* **Passage provided**:
----

For a more complete understanding of the present invention, and the advantages thereof, reference is now made to the following descriptions taken in conjunction with the accompanying drawings, in which:
FIG. 1 is an isometric view of a rotary cone drill bit embodying the novel features of the present invention;
FIG. 2 is an enlarged drawing partially in section and partially in elevation with portions broken away showing one of the rotary cone cutters mounted on a support arm of the drill bit illustrated in FIG. 1;
FIG. 2A is an enlarged drawing of the rotary cone cutter illustrated in FIG. 2;
FIG. 3 is a drawing partially in section and partially in elevation with portions broken away showing a rotary cone cutter incorporating an alternative embodiment of the present invention in drilling engagement with the bottom of a borehole;
FIG. 4A is an enlarged isometric drawing of a backface ring incorporating one embodiment of the present invention satisfactory for use with the rotary cone cutters of FIGS. 1 and 2;
FIG. 4B is an enlarged isometric drawing of a backface ring incorporating another embodiment of the present invention satisfactory for use with the rotary cone cutters of FIGS. 1 and 2;
FIG. 4C is an enlarged isometric drawing of a backface ring incorporating another embodiment of the present invention satisfactory for use with the rotary cone cutters of FIGS. 1 and 2; and
FIG. 4D is an enlarged isometric drawing of a backface ring incorporating an alternative embodiment of the present invention satisfactory for use with the rotary cone cutters of FIGS. 1 and 2.
The preferred embodiments of the present invention and its advantages are best understood by referring to FIGS. 1-4D of the drawings, like numerals being used for like and corresponding parts of the various drawings.
As shown in the drawings for purposes of illustration, the present invention is embodied in a rotary cone drill bit 10 of the type utilized in drilling a borehole in the earth. Rotary cone drill bit 10 may sometimes be referred to as a "rotary rock bit." With rotary cone drill bit 10, cutting action occurs as cone-shaped cutters 11 are rolled around the bottom of the borehole by rotation of a drill string (not shown) attached to bit 10. Cutters 11 may sometimes be referred to as "rotary cone cutters" or "roller cone cutters."

----

* **Given problem 1**: Extract each line of the listing below that contains the word "fence", treating uppercase and lowercase as distinct.

* **Materials provided**:
----

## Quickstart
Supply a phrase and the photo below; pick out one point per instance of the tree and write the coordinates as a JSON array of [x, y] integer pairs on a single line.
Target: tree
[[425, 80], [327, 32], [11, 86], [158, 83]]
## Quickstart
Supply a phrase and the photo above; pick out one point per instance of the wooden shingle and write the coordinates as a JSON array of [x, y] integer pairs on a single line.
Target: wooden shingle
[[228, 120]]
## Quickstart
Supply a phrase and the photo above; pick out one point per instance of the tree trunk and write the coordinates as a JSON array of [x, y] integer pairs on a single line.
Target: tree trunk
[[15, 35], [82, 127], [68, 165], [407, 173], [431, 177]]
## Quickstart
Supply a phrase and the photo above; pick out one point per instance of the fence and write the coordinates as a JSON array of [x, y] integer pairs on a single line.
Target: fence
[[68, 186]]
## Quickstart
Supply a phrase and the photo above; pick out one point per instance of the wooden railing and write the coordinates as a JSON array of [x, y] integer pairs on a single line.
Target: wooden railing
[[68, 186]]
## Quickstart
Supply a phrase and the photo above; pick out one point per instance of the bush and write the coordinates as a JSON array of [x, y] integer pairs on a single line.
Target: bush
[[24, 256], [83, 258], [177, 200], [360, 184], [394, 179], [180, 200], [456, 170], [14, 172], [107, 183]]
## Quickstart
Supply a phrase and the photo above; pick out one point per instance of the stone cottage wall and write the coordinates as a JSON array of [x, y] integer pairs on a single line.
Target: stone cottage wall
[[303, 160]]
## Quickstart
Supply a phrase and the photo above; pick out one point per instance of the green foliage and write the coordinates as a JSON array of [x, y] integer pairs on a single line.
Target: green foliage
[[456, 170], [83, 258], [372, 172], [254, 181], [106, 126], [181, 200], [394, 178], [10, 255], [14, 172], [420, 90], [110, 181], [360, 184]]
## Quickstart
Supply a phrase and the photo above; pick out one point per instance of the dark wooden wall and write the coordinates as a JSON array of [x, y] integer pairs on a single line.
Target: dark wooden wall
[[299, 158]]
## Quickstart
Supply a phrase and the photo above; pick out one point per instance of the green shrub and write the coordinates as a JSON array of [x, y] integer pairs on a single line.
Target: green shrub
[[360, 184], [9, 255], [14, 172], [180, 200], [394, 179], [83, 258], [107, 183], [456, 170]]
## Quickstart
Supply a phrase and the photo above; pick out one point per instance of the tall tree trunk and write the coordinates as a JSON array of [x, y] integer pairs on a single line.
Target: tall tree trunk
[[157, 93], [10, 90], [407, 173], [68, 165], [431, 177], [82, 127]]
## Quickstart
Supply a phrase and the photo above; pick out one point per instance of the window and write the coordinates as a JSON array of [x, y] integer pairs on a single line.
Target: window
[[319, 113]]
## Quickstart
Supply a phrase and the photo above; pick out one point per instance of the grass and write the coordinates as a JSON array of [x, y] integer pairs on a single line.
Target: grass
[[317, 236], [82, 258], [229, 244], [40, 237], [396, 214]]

----

* **Given problem 2**: From the drill bit description above, extract the portion from "The preferred embodiments" to "the various drawings." word for word.

* **Full output 1**:
Supply a phrase and the photo above; pick out one point per instance of the fence and write the coordinates as a JSON array of [x, y] integer pairs on a single line.
Target: fence

* **Full output 2**:
The preferred embodiments of the present invention and its advantages are best understood by referring to FIGS. 1-4D of the drawings, like numerals being used for like and corresponding parts of the various drawings.